● **Work to complete**
Transcribe the records below exactly, leaving out any pictures.

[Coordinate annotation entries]

(begin)

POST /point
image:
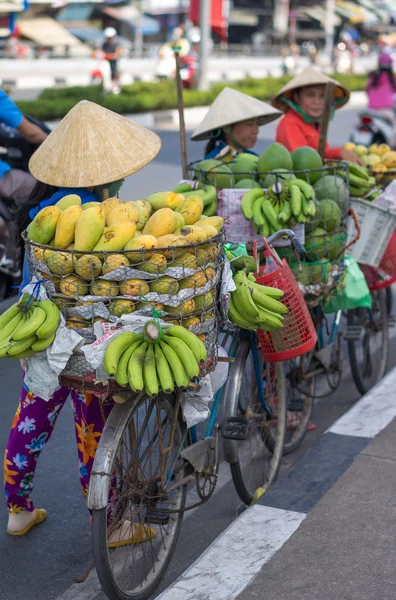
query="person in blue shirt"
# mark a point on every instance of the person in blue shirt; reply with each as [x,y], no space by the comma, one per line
[16,184]
[232,124]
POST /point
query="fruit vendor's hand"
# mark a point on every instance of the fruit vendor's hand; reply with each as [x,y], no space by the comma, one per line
[350,156]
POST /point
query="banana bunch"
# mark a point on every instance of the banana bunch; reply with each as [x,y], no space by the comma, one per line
[153,361]
[283,205]
[254,306]
[360,183]
[27,330]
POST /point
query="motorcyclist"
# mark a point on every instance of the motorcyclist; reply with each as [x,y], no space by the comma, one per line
[16,184]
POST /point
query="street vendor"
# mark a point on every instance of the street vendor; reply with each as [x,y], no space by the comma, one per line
[302,102]
[232,124]
[90,147]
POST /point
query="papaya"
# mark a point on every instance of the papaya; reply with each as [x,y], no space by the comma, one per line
[89,228]
[66,226]
[160,223]
[121,212]
[42,228]
[116,236]
[70,200]
[191,209]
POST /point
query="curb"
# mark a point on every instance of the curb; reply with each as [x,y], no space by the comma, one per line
[242,550]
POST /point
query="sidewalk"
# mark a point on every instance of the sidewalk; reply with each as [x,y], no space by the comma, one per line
[326,531]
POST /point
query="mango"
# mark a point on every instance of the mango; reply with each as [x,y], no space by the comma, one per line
[70,200]
[122,212]
[73,286]
[165,285]
[114,261]
[116,236]
[101,287]
[191,209]
[155,263]
[216,222]
[66,226]
[120,307]
[193,233]
[134,287]
[42,228]
[108,205]
[90,205]
[186,308]
[88,267]
[89,228]
[160,223]
[60,263]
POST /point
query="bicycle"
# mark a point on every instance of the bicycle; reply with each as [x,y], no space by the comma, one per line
[146,457]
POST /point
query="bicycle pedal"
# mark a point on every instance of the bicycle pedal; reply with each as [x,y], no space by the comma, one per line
[235,428]
[156,518]
[354,333]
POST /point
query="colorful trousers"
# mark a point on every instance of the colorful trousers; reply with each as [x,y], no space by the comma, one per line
[31,429]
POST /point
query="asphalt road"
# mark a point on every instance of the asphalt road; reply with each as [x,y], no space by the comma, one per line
[42,565]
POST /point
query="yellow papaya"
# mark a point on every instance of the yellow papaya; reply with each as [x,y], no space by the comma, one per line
[66,226]
[116,236]
[42,228]
[89,229]
[121,212]
[160,223]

(end)

● **Finished exercise**
POST /point
image:
query="person in blue shirt"
# mark a point on every instance of the person in blue shirt; reply with each as [x,y], no space by the comma, one per line
[16,184]
[232,124]
POST /point
query="fruit vendor's hand"
# mark a point on every instance of the fruit vendor's hand; reply with each as [x,y], no space by the comma, one per line
[350,156]
POST /point
query="banana bunch"
# mark a point on every instance of the banana bunch; reply with each as [x,y], no space by the comma, one per line
[153,361]
[283,205]
[254,306]
[360,183]
[27,330]
POST /point
query="motorcyclist"
# mark a point on every instance of the motorcyclist; reply with each as [x,y], no space by the comma, one per line
[16,184]
POST /point
query="street vendor"
# mark a point on every instance of the street vendor; reply with each as [x,y], no space by the comma, one per line
[302,102]
[232,124]
[90,147]
POST /point
query="papaya"
# mark a point on every instance of the papaya; reply with each as [x,y], no space by the comma, one per line
[89,228]
[66,226]
[160,223]
[121,212]
[42,228]
[116,236]
[70,200]
[191,209]
POST /point
query="curb"
# mark a point on every instance of the curb; reply with each as [x,y], no space by the comma, one per line
[242,550]
POST /point
query="sidewalk"
# mark a point on every instance of the sidewalk; reply with each as [x,y], no space by the comma, one per line
[326,531]
POST /point
query="mango"
# mark a point on every instance of the mango; reply with each as [x,y], no space by the comma, one per line
[70,200]
[122,212]
[73,286]
[165,285]
[114,261]
[116,236]
[101,287]
[191,209]
[155,263]
[216,222]
[66,226]
[120,307]
[193,233]
[134,287]
[42,228]
[108,205]
[90,205]
[186,308]
[88,267]
[89,228]
[160,223]
[60,263]
POST /point
query="bicycle"
# mark a point on every instance of the bicycle; reply with each as [x,y], no space by the comma, one per line
[146,457]
POST /point
query="bicycle pedal"
# mark a point on every instance of the bicycle pedal; reply with each as [x,y], no space by the comma, one per line
[235,428]
[156,518]
[354,333]
POST /point
query="colorful trousers"
# mark a point on every instance of the colorful trousers; reply with each as [x,y], no space by the comma, one per line
[31,429]
POST /point
query="asphalt road"
# mark a point on every instance of the asphalt road; reply with each as [x,y], no space by the comma, one per line
[42,565]
POST /point
query="yellow papaya"
# mark a point on every instance of the yellow papaya; reply with each as [x,y], no space by the comma, one per line
[66,226]
[116,236]
[42,228]
[89,229]
[121,212]
[160,223]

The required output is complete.